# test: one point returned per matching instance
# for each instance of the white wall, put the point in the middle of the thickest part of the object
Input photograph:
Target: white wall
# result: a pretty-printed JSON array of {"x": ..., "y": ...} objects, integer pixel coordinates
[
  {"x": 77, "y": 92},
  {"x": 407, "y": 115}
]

PROBLEM REQUIREMENTS:
Express the lines of the entries above as a JSON list of strings, one string per line, leaving out any blank lines.

RESPONSE:
[
  "# test: one point returned per matching instance",
  "# for each instance of the white wall, put the point in the middle of the thickest part of the object",
  "Input photograph:",
  "Target: white wall",
  "# result: a pretty-printed JSON array of {\"x\": ..., \"y\": ...} objects, integer pixel coordinates",
  "[",
  "  {\"x\": 77, \"y\": 92},",
  "  {\"x\": 407, \"y\": 115}",
  "]"
]